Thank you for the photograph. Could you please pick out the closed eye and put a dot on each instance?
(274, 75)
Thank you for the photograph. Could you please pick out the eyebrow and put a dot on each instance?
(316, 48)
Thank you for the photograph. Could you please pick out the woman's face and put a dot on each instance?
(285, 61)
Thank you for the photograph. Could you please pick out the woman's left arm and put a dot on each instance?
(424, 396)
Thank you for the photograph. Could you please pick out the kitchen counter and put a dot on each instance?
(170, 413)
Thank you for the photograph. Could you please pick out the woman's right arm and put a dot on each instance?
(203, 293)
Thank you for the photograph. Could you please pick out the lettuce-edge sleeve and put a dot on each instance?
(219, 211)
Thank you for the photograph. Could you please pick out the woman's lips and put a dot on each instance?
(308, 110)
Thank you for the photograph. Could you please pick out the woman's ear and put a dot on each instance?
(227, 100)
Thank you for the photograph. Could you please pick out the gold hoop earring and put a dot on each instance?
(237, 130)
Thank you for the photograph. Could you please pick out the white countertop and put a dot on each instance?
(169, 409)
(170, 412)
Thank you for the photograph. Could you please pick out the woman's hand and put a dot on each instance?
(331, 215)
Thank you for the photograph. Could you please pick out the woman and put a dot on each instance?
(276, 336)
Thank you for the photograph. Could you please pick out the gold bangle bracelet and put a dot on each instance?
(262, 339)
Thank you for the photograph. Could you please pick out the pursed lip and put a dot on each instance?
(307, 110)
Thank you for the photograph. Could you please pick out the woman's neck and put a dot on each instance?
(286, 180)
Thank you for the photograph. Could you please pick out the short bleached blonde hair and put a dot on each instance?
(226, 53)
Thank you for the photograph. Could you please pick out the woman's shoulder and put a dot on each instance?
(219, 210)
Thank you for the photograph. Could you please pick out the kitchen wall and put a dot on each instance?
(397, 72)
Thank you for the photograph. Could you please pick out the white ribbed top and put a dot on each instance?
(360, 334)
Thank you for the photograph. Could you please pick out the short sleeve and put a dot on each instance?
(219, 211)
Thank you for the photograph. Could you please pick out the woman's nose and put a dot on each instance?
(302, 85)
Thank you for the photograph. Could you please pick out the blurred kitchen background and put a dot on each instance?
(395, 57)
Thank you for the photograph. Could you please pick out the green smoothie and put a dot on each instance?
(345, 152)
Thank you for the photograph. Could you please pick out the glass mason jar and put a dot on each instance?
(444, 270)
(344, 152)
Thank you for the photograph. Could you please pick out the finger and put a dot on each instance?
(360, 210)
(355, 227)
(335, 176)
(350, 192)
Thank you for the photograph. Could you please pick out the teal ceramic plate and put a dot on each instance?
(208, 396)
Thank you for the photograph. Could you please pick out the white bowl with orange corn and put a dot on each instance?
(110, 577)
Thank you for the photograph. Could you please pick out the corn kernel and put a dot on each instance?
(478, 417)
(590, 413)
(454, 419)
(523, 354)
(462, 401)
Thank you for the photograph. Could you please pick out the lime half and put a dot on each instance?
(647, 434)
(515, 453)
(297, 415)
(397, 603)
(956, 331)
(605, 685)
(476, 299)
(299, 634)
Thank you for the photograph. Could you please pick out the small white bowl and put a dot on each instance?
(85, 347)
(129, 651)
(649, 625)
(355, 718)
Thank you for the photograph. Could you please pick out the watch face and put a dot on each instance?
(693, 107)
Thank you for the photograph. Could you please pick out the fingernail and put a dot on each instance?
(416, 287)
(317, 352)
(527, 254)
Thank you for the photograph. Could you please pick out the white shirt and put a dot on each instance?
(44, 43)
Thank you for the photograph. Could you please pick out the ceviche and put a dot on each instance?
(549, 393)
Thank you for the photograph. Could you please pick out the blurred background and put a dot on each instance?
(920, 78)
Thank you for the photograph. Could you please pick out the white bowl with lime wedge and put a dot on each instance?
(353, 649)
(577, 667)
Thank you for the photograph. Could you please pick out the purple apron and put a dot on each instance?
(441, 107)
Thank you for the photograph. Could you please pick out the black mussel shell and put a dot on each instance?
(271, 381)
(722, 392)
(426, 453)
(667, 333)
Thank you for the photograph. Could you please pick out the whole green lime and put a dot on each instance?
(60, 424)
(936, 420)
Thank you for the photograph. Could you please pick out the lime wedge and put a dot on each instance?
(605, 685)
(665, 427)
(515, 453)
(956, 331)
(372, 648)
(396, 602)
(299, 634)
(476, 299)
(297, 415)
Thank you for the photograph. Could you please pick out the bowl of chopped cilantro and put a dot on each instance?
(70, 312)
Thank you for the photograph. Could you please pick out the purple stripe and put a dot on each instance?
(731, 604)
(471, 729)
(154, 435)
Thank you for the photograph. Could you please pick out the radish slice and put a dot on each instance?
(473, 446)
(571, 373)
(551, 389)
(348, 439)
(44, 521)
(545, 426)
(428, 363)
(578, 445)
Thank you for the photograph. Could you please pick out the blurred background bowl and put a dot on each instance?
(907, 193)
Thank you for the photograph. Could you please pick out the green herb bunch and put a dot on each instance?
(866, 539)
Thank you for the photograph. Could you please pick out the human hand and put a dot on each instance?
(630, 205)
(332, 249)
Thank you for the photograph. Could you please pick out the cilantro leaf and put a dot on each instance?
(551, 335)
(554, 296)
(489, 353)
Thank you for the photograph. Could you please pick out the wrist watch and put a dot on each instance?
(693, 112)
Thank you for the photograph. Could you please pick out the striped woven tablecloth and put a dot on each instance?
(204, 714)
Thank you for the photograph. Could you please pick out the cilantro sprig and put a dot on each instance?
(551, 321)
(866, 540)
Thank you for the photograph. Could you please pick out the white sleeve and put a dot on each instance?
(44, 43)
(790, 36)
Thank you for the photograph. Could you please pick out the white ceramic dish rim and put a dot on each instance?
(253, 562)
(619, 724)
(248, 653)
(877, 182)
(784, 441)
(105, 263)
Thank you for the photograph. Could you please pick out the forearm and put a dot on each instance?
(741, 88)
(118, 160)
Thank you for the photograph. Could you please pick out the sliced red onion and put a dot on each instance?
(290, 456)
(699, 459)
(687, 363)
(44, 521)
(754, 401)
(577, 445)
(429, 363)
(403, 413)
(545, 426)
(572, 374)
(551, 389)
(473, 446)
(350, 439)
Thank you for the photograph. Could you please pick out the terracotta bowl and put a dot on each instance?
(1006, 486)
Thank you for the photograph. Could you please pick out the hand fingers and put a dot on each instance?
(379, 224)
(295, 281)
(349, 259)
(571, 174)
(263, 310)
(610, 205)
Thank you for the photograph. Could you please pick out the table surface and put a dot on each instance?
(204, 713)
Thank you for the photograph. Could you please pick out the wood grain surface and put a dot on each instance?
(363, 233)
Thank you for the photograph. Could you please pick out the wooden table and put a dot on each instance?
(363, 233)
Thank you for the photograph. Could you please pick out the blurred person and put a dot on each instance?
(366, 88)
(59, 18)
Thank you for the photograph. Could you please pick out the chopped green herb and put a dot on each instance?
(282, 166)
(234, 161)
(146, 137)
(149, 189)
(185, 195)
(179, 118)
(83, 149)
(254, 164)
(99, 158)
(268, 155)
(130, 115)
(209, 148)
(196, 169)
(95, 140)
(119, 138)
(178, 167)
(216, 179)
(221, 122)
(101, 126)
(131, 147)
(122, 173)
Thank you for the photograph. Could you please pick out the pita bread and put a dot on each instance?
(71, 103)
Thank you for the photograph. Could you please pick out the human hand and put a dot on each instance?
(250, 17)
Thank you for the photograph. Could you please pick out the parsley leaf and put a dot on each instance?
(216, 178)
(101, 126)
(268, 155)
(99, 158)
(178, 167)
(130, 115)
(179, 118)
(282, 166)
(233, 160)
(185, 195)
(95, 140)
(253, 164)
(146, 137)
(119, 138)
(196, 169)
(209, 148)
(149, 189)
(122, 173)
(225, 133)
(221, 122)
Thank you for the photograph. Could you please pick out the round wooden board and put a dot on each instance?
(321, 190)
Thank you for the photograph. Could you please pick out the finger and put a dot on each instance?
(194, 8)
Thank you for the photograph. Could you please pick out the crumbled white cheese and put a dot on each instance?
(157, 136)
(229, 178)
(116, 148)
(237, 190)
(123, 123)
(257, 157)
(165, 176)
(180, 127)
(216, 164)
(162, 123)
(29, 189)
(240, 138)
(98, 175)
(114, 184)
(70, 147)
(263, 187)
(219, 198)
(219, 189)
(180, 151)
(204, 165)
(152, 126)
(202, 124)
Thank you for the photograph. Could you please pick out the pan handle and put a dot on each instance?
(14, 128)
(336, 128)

□ □ □ □

• Exercise objective: Extract every line from the one containing "board and put a dot on each instance?" through the last line of the data, inclusive, exactly as written.

• Solution:
Thank you for the photograph. Could you please pick out the round wooden board and put a dot on each instance?
(321, 190)
Thank you for the photograph. Could you please pick out the finger and put a dot on each instance?
(194, 8)
Thank you for the photograph. Could you please pick out the crumbled white cheese and put a dot on each instance?
(157, 136)
(229, 178)
(116, 148)
(237, 190)
(123, 123)
(257, 157)
(165, 176)
(180, 127)
(216, 164)
(162, 123)
(29, 189)
(240, 138)
(98, 175)
(114, 184)
(70, 147)
(263, 187)
(219, 198)
(219, 189)
(180, 151)
(204, 165)
(152, 126)
(202, 124)
Thank you for the photograph. Could you please pick out the pan handle and put a dot on each instance?
(14, 128)
(336, 128)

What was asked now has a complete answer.